Source>

┌────────

I keep drinking malted milk
Trying to drive my blues away ...
And he has "Rhythm." "My fingers and toes twitch and tap in time to this music that's always there in the background, like the soundtrack to My Life," he writes. "Under the table, inside my shoe, the beat goes on."
Describing how the gift of rhythm pays off in front of an audience, he employs a series of similes. The view is from behind a guitar ... "My fingers are hopping around the fretboard like fleas on a hotplate. They do rhythm aerobics: leaping, sliding and stretching all up and down the neck of the guitar like a big pink spider ... [My fingers] look like a team of four, bald-headed sausage-men working together. My thumb toils the dark side of the neck and peeps over the top from time to time to see that things are going well ... my knees flex, my head nods, my body sways ... I am the rhythm."
Along with all the natural attributes McCabe has to enrich his music, there are his life experiences which give it flavor.
McCabe, 55, was born a "Navy Junior" in Pensacola, Fla., the eldest of three. The earliest memory he has of music is listening with his maternal grandfather to the Grand Ole Opry. In his baby book, his mother wrote, "He shows an alarming predilection for country music." By the time he graduated from high school, he had lived on 12 different bases in as many states, including parts of first grade spent in three different schools. Much of his childhood was spent in a car. "We'd drop Dad at the port, and we'd drive to Florida" (where his grandparents lived).
"I never felt like I really belonged, never had long-term relationships," he recalls of his growing years. "I always felt different from other kids, but in a positive way, because we had been to every national monument and park in the country. I felt like a citizen of the world."
Don't skate where the ice is thin, or eat
your lunch before you swim.
Don't touch that, you don't know where it's been ...
I love you so much it scares me.
Baby, the world is a dangerous place,
You'd be hard to replace ...
In 1961, the Kingston Trio was big. They had the look of the day-- clean-cut and crisp in button-down shirts, open at the neck. Two of their songs, Tom Dooley and Scotch and Soda, were constants on the Hit Parade and on the record player at every college fraternity party.

└────────

Supplied records>
┌────────

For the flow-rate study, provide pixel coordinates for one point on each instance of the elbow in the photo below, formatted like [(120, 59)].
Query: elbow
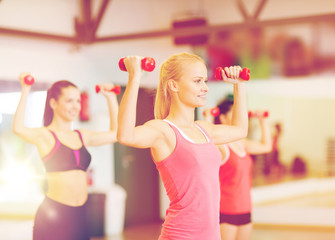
[(16, 130), (122, 138), (244, 132)]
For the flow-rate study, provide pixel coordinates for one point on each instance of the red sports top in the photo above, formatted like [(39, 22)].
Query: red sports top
[(191, 179), (235, 184)]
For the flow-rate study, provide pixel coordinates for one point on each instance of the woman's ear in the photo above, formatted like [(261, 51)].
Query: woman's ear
[(222, 118), (52, 103), (173, 85)]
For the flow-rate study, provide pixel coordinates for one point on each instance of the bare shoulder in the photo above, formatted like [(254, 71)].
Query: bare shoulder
[(205, 125), (159, 126)]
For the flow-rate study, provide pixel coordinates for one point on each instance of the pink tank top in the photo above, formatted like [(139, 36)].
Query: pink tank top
[(191, 179), (235, 184)]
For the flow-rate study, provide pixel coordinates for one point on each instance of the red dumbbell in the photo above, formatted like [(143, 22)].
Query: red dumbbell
[(29, 80), (148, 64), (252, 114), (214, 111), (116, 89), (244, 74)]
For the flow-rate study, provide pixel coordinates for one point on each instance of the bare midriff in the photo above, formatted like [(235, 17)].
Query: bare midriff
[(68, 187)]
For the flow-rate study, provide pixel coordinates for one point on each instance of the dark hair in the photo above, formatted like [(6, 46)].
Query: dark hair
[(225, 105), (54, 92)]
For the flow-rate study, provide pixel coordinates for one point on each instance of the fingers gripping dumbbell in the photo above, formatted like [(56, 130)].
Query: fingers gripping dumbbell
[(214, 112), (29, 80), (244, 74), (148, 64), (265, 114), (116, 89)]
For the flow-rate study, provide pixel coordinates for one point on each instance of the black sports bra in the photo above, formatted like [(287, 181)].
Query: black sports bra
[(62, 158)]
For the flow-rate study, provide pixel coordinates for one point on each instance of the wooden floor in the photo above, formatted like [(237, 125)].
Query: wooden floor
[(151, 232)]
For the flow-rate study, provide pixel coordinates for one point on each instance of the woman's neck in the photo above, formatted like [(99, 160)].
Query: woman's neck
[(181, 116), (60, 125)]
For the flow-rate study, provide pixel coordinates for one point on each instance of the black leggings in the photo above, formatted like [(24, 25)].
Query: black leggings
[(56, 221)]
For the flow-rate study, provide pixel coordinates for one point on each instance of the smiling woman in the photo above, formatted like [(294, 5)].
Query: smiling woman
[(62, 213)]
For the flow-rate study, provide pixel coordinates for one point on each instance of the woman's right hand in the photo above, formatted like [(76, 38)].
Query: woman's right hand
[(133, 65), (23, 84), (232, 74)]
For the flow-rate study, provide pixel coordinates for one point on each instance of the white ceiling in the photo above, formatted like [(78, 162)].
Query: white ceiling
[(130, 16)]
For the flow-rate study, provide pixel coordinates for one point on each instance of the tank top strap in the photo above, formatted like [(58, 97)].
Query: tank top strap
[(81, 137), (55, 136)]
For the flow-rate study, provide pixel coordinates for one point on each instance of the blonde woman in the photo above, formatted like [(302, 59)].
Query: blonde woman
[(183, 150)]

└────────

Job 1>
Retype the stretch of the McCabe profile from "Baby, the world" through "college fraternity party.".
Job 2>
Based on the McCabe profile, decide whether each statement agrees with it. Answer yes or no and quote the deciding words. (a) McCabe was born in Pensacola, Fla. (b) McCabe is the youngest of three children. (c) By high school graduation McCabe had lived on 12 different bases.
Job 3>
Summarize the McCabe profile in two sentences.

Full response 1>
Baby, the world is a dangerous place,
You'd be hard to replace ...
In 1961, the Kingston Trio was big. They had the look of the day-- clean-cut and crisp in button-down shirts, open at the neck. Two of their songs, Tom Dooley and Scotch and Soda, were constants on the Hit Parade and on the record player at every college fraternity party.

Full response 2>
(a) Yes: "was born a "Navy Junior" in Pensacola, Fla."
(b) No: "the eldest of three"
(c) Yes: "he had lived on 12 different bases in as many states"

Full response 3>
McCabe has a strong sense of rhythm, which he describes with a series of similes about his fingers moving on the guitar in front of an audience. Born a "Navy Junior" in Pensacola, Fla., he lived on 12 different bases before finishing high school, and although he never felt he really belonged, he came to feel like a citizen of the world.